== Segment start ==
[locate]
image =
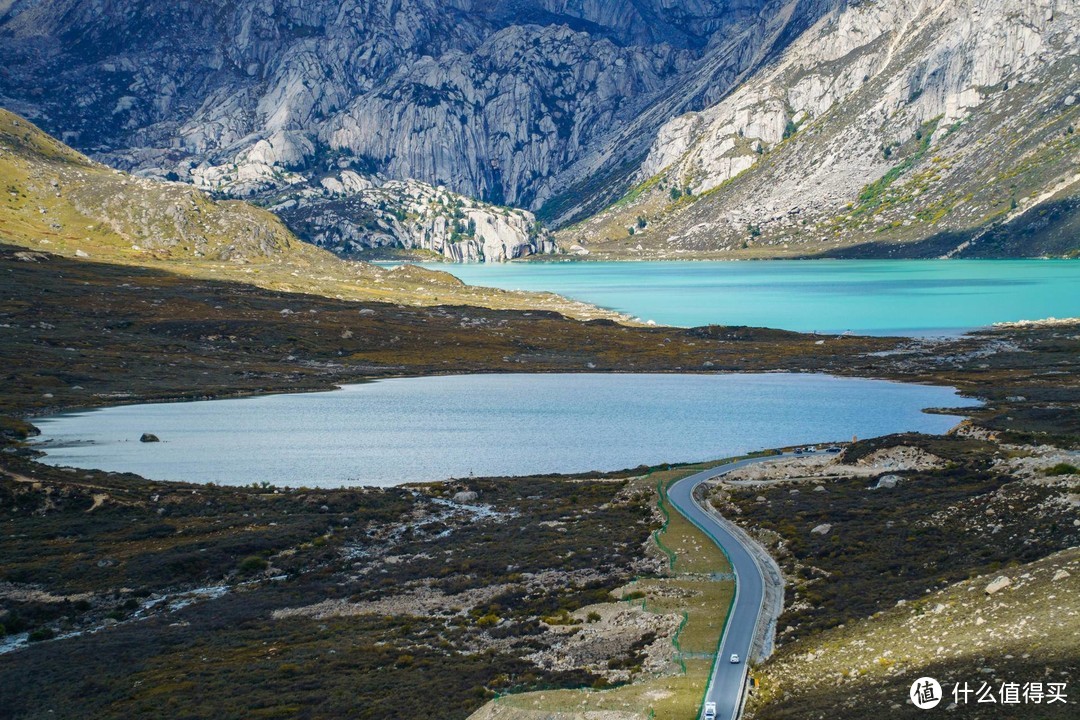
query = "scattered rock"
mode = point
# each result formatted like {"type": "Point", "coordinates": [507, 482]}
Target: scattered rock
== Segment end ==
Please restate the material word for word; the pictures stay out.

### RESPONSE
[locate]
image =
query = "scattered rock"
mode = point
# each result formatted like {"type": "Point", "coordinates": [507, 482]}
Target: scattered rock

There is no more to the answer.